* Given problem *
Set down the data below without change, skipping the pictures it holds.

-- begin Dataset rows --

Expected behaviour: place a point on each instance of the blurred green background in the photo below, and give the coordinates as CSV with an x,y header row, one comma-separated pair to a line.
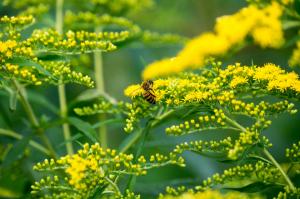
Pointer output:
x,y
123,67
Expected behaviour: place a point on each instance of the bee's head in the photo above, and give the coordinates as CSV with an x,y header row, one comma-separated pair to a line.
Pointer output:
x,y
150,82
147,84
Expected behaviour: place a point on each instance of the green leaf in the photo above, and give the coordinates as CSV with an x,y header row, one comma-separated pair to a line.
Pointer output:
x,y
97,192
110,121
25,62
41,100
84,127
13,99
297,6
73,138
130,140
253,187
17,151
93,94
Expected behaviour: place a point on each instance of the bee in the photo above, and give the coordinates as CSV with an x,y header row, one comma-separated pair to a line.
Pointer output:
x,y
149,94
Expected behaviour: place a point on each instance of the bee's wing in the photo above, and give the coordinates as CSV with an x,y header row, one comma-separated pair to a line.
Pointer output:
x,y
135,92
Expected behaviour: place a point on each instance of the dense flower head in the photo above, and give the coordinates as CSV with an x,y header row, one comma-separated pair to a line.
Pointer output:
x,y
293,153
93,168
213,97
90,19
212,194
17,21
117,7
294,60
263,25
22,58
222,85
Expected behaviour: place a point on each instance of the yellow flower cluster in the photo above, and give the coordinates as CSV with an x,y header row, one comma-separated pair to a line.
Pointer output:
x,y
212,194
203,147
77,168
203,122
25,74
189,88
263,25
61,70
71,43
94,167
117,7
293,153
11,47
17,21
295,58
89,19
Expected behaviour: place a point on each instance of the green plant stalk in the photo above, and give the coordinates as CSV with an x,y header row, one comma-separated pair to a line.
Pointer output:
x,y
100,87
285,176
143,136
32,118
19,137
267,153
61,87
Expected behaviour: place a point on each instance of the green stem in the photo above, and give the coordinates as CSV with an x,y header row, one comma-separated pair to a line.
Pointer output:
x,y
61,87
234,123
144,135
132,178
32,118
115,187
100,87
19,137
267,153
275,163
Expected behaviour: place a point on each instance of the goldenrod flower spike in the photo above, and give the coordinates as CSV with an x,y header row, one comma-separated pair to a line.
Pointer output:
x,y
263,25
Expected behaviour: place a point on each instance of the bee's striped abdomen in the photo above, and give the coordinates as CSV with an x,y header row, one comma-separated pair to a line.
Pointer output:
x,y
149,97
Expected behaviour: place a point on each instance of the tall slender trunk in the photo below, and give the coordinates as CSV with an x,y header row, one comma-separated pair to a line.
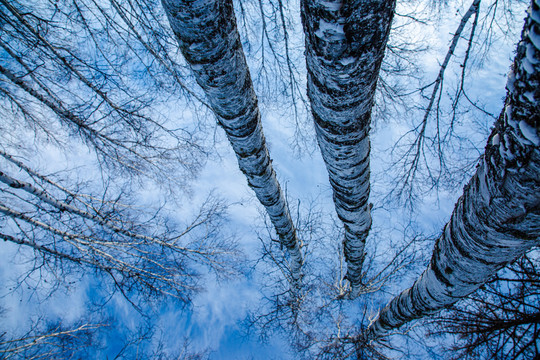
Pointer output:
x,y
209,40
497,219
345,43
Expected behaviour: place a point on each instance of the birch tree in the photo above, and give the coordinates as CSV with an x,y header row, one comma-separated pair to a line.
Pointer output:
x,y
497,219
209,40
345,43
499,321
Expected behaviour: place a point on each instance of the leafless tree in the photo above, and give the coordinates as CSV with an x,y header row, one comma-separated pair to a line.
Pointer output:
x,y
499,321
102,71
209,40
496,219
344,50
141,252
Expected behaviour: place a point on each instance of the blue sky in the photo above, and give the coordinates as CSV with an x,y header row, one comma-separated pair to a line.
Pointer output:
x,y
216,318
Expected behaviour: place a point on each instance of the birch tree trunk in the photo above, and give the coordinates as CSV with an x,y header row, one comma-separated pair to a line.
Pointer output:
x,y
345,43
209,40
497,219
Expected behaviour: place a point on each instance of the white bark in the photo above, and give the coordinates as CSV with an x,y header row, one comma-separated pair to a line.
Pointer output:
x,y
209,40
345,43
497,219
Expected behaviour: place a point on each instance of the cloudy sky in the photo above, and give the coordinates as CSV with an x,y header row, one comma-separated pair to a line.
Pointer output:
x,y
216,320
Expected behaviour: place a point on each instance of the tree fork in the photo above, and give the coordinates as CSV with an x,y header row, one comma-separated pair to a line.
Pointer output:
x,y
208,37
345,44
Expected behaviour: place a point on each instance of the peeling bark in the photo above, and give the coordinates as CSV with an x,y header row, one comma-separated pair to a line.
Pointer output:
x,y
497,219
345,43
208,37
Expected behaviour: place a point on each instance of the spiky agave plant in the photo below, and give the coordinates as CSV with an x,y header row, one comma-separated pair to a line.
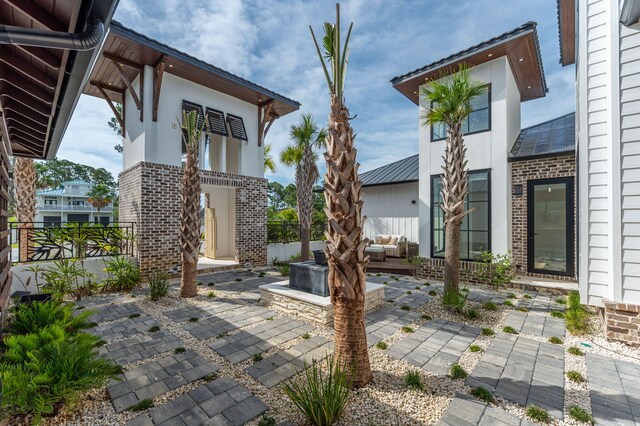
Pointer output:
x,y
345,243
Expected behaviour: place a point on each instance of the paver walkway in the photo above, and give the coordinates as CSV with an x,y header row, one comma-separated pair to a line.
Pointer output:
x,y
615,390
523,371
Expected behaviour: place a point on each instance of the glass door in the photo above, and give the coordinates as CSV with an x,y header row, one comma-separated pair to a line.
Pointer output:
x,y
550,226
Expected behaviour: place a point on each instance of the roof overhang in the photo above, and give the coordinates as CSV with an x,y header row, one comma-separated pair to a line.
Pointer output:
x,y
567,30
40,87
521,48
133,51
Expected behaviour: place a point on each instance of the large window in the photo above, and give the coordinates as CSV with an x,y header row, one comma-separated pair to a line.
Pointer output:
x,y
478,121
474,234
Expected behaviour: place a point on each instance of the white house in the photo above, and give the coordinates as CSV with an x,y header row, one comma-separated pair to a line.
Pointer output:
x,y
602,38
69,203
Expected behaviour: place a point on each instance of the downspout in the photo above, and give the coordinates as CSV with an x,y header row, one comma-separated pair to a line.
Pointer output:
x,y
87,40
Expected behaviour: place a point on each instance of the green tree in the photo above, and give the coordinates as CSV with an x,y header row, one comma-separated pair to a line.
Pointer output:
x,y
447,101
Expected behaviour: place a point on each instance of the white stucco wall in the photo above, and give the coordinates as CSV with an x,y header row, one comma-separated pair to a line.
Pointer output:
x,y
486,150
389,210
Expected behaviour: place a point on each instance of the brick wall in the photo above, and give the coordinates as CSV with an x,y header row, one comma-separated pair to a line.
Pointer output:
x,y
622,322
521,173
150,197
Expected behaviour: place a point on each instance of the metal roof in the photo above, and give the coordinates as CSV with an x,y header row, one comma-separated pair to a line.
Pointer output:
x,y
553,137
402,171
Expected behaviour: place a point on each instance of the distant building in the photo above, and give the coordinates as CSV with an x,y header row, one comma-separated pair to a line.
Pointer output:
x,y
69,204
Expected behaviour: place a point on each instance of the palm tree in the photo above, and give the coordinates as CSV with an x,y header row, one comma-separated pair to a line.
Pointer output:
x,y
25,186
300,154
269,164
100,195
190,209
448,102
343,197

-- end Dataset rows --

* Answer in full *
Expected behaviour: place a point on each instance of the blurred green background in the photo below, and give the coordinates as CSV with an x,y header row, one comma-separated pair to a line.
Pointer output:
x,y
123,67
Expected behaviour: place a point on each instance of the bee's head in the photo above, and give the coordinates as CSV with an x,y header row, one comma-separated pair to a line.
Pointer output:
x,y
150,82
147,84
Expected behaviour: place a point on each instance of the green leaf in the photo above, and give the coordinates as CSV with an x,y header row, one comma-separated pair to a line.
Pointer output:
x,y
97,192
110,121
25,62
41,100
84,127
13,99
297,6
73,138
130,140
253,187
17,151
93,94
Expected behaviour: place a point on each instance of the bee in the photo above, and give the coordinates as CSV with an x,y header row, one comma-separated pair to a line.
Pointer output:
x,y
149,94
Expected behaviour: place a point on each instance of the bee's wing in the photo above, and give the coordinates as CSV with an x,y header row, one comma-separated pair to a line.
Pointer output:
x,y
135,92
Expected behaviour: place a point on each instance of the dense flower head in the photo above, and give the coordinates as CSV with an x,y header row, one comma-separated pair to a line.
Pointer output:
x,y
293,153
93,168
213,97
90,19
212,194
17,21
117,7
294,60
263,25
22,58
222,85
Expected behaviour: place a point on each instance of the yellow flower cluster in the photo above, and give the coordinates as CSV with an x,y header row, one comma-separated pair to a line.
Pointer output:
x,y
212,194
203,147
77,168
203,122
25,74
189,88
263,25
61,70
71,43
94,167
117,7
293,153
11,47
17,21
295,58
89,19
Expected behaviour: place a point on each instance of the green plant stalk in the photo above, and give the coordinates as CSV with an x,y header row, one comma-separated pair to a line.
Pointer output:
x,y
100,87
285,176
143,136
32,118
19,137
267,153
61,87
Expected behaviour: place a point on each instance of the green stem in the photo above, and give the coordinates as CSV with an x,y header row, one comma-separated pair to a line.
Pointer output:
x,y
61,87
234,123
144,135
132,178
32,118
115,187
100,87
19,137
267,153
275,163
Expected behaviour: place a point on each instance of the goldenrod flower spike in the photo above, and give the coordinates as CSV with an x,y header row, one comma-separated pair to a line.
Pointer output:
x,y
263,25
Expected behaviour: place a point on each instance of the bee's striped abdomen in the photo above, and give the coordinates as CSV with an x,y header row, one comma-separated pair to a line.
Pointer output:
x,y
149,97
Expected behaviour: place a point on each instance of the tall slender trunk in the photo below, and give the coordinates as CSV with an x,y header row, one comma-separated pair to a line.
Pointer output:
x,y
209,40
497,219
345,43
Expected behaviour: place a point on each instance of the birch tree in the photo above, and give the coordinates as CSV with an x,y header row, one comma-separated pair to a line.
Pointer output:
x,y
497,219
209,40
345,43
499,321
Expected behaviour: place a point on each instance of the leafless tree in the photo above, and give the coordinates as CSV with an x,y header row, one comma-separated pair to a line.
Pointer output:
x,y
499,321
102,71
209,40
496,219
344,50
141,252
Expected behaviour: place a point on each instance of the blue sky in the photo above, and give the coordinates as CSV with an x,y header row, one comma-separated pair to a line.
Pointer output:
x,y
216,318
Expected behaviour: place a point on each instance of the birch tree trunk in the photo above, and give the coordinates as CSV with an x,y header row, one comma-separated pair to a line.
Pointer output:
x,y
345,43
209,40
497,219
Expected behaviour: place a point on each instance of the white bark in the photo above, and give the coordinates as CSV with an x,y header row, one comma-separated pair to a line.
Pointer output:
x,y
209,40
345,43
497,219
Expected behaviour: place a point on each instance of the cloudy sky in the photo above, and give the coordinates as CSV with an x,y header row, one comma-separated pair to a line.
Pointer output:
x,y
216,320
Expected behaviour: place a point on each instance of the tree fork in the photo above, and give the coordinates as CSV with an x,y header row, one comma-separated pair to a line.
Pointer output:
x,y
208,37
345,44
Expected behaviour: place a point on each instance of the peeling bark in the photo above, and give the coordinates as CSV with an x,y header row, one comma-separated pair to a line.
Pointer output:
x,y
497,219
345,43
208,37
Expected behaviour: place a point on each instance of the spiky agave plant in the photo below, and give the coordinates as CSV with an x,y header row, one comma-separated pair to a line.
Pointer output:
x,y
345,243
Expected behaviour: place a point on each instance of the paver walkway in the photo above, and give the coordinates as CSV with an x,y header row, one comma-separated pair to a line.
Pointer output:
x,y
615,390
523,371
Expected behaviour: place a point on each instance of the glass door in the photo above, and give the coordinates as CSV with an x,y header row, one comma-separated pair to a line.
Pointer output:
x,y
550,226
Expected behaviour: place a point on each instance of the roof overhang in the photo above, and give the coordinates as CSV with an x,y header row, one comma-separated pair to a line.
Pointer output:
x,y
567,30
40,87
521,48
133,51
Expected behaviour: place a point on each instance of the large window in the photo above, and give the coordinates as CSV with an x,y header row, one comma-separated pair to a line.
Pointer output:
x,y
478,121
474,234
Expected behaviour: place a point on each instance of the white house in the photo above, and give the coordinates as CSV with an x,y header row, one comma-separated pair to a line.
Pointer output:
x,y
602,38
69,203
Expected behaviour: place a point on each instance of the downspout in the photo above, and give the coordinates as CSV with an x,y header row, one comma-separated pair to a line.
Pointer output:
x,y
87,40
Expected behaviour: place a point on each instance of the green tree in the photo above, and give the coordinates as CSV with an x,y header row, one comma-separated pair to a line.
Pointer output:
x,y
447,101
Expected behaviour: place a point on each instance of the white stucco wall in the photo above, and give the coordinates as CSV with an x,y header row, one comma-separated pair to a line.
Pointer output:
x,y
486,150
389,210
Expected behaviour: place a point on each instance of the brick wall in the photo above, and give the coordinates as CSV with an x,y header row, one comma-separated pair to a line.
Pointer output:
x,y
622,322
521,173
150,197
Expected behaviour: place a point on each instance of the metal roof in the photo above, and give the coordinates as CSV with an x,y header row, one comma-separated pair to a line.
Pointer output:
x,y
553,137
402,171
Expected behaviour: place a point on each instance of the distant building in the photo above, and give the coordinates as CSV with an x,y header row, one comma-separated pair to a line.
Pointer output:
x,y
69,204
Expected behaviour: place a point on each instance of the palm tree in the photo above, and give the coordinates as CSV with an x,y header row, one comma-separated pair to a line.
Pointer output:
x,y
25,186
300,154
269,164
100,195
190,209
448,102
343,197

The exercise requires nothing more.